Extract each of the lines below that contains the string "water", treating uppercase and lowercase letters as distinct.

• **Data records**:

• • •

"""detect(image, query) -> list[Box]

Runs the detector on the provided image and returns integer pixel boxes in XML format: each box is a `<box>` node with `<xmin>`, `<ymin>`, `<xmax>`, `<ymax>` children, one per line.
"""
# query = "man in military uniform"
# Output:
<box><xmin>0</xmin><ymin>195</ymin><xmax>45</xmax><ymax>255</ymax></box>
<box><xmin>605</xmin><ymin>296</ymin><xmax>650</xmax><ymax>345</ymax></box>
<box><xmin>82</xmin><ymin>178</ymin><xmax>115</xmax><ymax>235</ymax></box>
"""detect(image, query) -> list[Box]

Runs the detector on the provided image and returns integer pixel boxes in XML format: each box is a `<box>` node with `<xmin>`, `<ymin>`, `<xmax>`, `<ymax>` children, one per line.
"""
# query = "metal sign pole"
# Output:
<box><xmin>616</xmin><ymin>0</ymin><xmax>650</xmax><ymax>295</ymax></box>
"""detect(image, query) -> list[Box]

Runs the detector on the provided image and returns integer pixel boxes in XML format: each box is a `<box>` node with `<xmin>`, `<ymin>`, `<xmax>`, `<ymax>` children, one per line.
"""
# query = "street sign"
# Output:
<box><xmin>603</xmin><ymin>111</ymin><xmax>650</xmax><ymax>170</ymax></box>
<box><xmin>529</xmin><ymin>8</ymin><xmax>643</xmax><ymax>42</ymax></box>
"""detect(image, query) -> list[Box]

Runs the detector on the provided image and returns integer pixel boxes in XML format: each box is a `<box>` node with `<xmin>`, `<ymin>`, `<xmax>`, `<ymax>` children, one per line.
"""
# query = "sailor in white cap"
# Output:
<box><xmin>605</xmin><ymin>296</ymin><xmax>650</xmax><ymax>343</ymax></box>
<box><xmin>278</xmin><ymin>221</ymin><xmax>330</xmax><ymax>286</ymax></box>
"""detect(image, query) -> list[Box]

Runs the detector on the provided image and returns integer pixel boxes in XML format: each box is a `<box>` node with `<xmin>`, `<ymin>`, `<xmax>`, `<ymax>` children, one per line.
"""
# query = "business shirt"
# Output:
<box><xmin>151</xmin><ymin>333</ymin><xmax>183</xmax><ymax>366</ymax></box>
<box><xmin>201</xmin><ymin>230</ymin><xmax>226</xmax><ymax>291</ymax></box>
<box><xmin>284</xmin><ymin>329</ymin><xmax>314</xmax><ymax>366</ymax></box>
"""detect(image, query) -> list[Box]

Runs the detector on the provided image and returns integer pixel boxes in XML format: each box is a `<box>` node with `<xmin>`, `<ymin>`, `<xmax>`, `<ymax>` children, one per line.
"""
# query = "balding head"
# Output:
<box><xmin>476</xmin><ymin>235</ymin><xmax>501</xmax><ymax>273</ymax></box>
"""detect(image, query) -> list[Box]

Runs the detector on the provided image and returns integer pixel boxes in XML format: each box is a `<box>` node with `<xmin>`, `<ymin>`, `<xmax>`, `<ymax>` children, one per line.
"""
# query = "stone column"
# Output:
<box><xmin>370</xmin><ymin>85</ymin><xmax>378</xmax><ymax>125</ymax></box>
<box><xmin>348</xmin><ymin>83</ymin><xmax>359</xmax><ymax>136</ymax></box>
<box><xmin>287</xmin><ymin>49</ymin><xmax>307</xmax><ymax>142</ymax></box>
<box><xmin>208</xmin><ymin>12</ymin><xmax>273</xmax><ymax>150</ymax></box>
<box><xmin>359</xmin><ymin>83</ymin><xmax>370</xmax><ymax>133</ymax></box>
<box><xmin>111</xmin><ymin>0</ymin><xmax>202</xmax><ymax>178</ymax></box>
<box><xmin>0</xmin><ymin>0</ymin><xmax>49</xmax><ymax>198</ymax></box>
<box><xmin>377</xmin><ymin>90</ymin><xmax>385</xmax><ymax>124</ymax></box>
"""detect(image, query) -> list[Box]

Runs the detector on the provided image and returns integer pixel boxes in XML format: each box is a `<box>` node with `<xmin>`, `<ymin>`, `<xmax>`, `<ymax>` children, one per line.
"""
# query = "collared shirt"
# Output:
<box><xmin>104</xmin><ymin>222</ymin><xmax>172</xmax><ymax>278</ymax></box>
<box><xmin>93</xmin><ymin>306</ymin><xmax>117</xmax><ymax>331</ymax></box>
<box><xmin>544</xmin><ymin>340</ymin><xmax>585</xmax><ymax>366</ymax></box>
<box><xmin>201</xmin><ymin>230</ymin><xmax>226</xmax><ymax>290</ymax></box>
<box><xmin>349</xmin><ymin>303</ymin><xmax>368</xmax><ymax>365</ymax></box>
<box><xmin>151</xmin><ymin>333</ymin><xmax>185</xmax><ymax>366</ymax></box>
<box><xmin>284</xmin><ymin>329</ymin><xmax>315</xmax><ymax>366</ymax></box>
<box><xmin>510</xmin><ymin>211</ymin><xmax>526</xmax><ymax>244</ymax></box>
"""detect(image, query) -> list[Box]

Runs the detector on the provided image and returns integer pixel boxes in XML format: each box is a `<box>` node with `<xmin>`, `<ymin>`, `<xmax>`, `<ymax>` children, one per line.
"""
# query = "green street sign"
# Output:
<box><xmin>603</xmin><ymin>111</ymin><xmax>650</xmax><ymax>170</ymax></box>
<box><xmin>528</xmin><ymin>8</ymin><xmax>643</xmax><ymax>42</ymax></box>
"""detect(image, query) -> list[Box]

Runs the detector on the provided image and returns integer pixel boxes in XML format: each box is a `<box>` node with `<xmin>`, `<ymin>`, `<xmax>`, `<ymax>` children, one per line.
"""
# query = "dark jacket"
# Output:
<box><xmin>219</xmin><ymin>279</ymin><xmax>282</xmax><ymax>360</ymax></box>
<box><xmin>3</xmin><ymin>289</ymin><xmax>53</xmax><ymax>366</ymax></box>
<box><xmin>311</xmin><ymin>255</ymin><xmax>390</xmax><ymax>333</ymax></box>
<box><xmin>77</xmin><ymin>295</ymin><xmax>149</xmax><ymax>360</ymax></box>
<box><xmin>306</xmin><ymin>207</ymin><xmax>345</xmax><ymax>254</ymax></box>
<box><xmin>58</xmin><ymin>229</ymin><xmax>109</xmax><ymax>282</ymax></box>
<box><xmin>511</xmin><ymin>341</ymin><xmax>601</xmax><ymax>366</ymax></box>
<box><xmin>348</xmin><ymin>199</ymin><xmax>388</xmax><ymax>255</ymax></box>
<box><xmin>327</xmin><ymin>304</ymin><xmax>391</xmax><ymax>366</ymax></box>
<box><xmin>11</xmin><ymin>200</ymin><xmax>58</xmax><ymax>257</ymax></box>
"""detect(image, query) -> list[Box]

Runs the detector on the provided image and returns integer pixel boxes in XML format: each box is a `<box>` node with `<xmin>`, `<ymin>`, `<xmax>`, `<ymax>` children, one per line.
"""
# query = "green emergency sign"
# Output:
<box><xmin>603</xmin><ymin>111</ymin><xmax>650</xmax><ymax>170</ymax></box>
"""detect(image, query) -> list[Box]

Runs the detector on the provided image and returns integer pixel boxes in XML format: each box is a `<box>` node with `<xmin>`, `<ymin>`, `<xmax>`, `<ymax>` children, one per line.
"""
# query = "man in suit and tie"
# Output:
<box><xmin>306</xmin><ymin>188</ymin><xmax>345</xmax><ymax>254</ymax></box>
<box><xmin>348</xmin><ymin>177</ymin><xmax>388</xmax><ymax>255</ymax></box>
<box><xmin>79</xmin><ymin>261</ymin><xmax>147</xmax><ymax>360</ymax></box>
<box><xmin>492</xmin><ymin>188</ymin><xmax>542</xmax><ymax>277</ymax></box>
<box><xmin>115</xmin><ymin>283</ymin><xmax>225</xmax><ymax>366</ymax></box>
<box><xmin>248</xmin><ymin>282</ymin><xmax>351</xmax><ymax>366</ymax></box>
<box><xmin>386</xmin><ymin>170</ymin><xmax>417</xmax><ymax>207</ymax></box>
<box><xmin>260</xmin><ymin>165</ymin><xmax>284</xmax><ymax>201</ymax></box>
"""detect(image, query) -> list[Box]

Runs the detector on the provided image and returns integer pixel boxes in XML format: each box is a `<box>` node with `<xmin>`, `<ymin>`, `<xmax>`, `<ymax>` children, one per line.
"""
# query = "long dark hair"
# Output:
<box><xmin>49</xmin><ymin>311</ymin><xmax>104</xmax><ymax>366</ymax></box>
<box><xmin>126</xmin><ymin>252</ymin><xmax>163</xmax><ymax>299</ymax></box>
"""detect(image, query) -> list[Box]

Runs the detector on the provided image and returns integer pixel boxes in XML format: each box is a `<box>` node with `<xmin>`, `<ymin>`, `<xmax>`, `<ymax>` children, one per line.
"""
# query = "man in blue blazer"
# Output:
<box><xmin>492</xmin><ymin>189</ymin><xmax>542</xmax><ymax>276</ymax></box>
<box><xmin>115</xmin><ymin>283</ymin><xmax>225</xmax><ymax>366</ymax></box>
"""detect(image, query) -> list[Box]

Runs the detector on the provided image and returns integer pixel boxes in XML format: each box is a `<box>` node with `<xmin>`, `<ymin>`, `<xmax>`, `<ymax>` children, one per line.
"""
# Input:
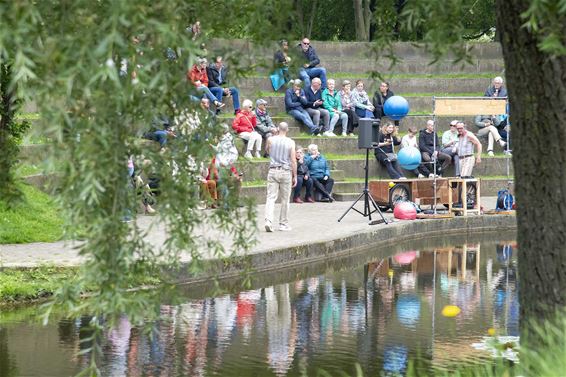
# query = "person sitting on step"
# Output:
<box><xmin>293</xmin><ymin>146</ymin><xmax>314</xmax><ymax>203</ymax></box>
<box><xmin>401</xmin><ymin>126</ymin><xmax>430</xmax><ymax>178</ymax></box>
<box><xmin>299</xmin><ymin>38</ymin><xmax>326</xmax><ymax>89</ymax></box>
<box><xmin>375</xmin><ymin>123</ymin><xmax>406</xmax><ymax>179</ymax></box>
<box><xmin>305</xmin><ymin>144</ymin><xmax>334</xmax><ymax>202</ymax></box>
<box><xmin>285</xmin><ymin>79</ymin><xmax>321</xmax><ymax>135</ymax></box>
<box><xmin>419</xmin><ymin>119</ymin><xmax>451</xmax><ymax>178</ymax></box>
<box><xmin>339</xmin><ymin>80</ymin><xmax>359</xmax><ymax>135</ymax></box>
<box><xmin>210</xmin><ymin>56</ymin><xmax>240</xmax><ymax>114</ymax></box>
<box><xmin>474</xmin><ymin>115</ymin><xmax>507</xmax><ymax>156</ymax></box>
<box><xmin>372</xmin><ymin>81</ymin><xmax>399</xmax><ymax>126</ymax></box>
<box><xmin>232</xmin><ymin>99</ymin><xmax>262</xmax><ymax>158</ymax></box>
<box><xmin>322</xmin><ymin>79</ymin><xmax>348</xmax><ymax>136</ymax></box>
<box><xmin>303</xmin><ymin>77</ymin><xmax>330</xmax><ymax>136</ymax></box>
<box><xmin>352</xmin><ymin>80</ymin><xmax>375</xmax><ymax>118</ymax></box>
<box><xmin>255</xmin><ymin>98</ymin><xmax>278</xmax><ymax>157</ymax></box>
<box><xmin>440</xmin><ymin>120</ymin><xmax>460</xmax><ymax>177</ymax></box>
<box><xmin>187</xmin><ymin>58</ymin><xmax>225</xmax><ymax>113</ymax></box>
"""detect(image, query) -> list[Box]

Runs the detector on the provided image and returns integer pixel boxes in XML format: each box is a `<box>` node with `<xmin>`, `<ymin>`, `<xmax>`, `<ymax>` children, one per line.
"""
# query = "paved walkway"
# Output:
<box><xmin>0</xmin><ymin>197</ymin><xmax>496</xmax><ymax>267</ymax></box>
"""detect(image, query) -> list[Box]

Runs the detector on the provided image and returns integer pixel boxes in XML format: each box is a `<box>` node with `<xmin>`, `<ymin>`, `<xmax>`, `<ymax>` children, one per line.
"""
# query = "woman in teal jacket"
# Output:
<box><xmin>322</xmin><ymin>79</ymin><xmax>348</xmax><ymax>136</ymax></box>
<box><xmin>305</xmin><ymin>144</ymin><xmax>334</xmax><ymax>203</ymax></box>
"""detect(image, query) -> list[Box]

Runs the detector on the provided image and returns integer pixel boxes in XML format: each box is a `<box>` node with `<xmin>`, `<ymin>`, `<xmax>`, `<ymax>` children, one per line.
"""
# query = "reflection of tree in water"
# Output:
<box><xmin>0</xmin><ymin>327</ymin><xmax>20</xmax><ymax>377</ymax></box>
<box><xmin>491</xmin><ymin>244</ymin><xmax>519</xmax><ymax>336</ymax></box>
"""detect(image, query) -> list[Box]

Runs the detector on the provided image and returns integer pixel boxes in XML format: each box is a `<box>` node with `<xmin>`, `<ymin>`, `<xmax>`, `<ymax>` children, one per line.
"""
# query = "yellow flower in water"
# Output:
<box><xmin>442</xmin><ymin>305</ymin><xmax>460</xmax><ymax>317</ymax></box>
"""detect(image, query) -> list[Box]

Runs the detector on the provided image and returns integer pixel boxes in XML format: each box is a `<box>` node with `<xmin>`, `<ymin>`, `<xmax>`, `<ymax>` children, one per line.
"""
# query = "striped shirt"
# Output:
<box><xmin>269</xmin><ymin>136</ymin><xmax>294</xmax><ymax>170</ymax></box>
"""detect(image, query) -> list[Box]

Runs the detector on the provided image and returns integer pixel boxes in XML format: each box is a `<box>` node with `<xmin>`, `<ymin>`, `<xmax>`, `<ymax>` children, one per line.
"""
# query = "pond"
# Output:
<box><xmin>0</xmin><ymin>234</ymin><xmax>519</xmax><ymax>376</ymax></box>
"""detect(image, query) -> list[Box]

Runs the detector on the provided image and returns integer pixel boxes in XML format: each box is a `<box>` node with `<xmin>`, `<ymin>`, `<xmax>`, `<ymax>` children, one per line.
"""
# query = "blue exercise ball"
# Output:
<box><xmin>397</xmin><ymin>147</ymin><xmax>421</xmax><ymax>170</ymax></box>
<box><xmin>383</xmin><ymin>96</ymin><xmax>409</xmax><ymax>120</ymax></box>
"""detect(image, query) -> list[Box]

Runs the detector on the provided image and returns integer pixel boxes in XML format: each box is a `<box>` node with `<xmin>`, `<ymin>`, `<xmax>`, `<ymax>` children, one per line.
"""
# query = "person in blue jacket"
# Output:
<box><xmin>305</xmin><ymin>144</ymin><xmax>334</xmax><ymax>203</ymax></box>
<box><xmin>285</xmin><ymin>79</ymin><xmax>320</xmax><ymax>135</ymax></box>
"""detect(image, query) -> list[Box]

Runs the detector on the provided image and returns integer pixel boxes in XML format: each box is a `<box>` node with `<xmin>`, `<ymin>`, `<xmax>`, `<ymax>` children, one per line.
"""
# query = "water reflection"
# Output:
<box><xmin>0</xmin><ymin>242</ymin><xmax>519</xmax><ymax>376</ymax></box>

• • •

• **Final answer**:
# query = "reflection of tree in water"
# query = "yellow flower in water"
# query = "water reflection"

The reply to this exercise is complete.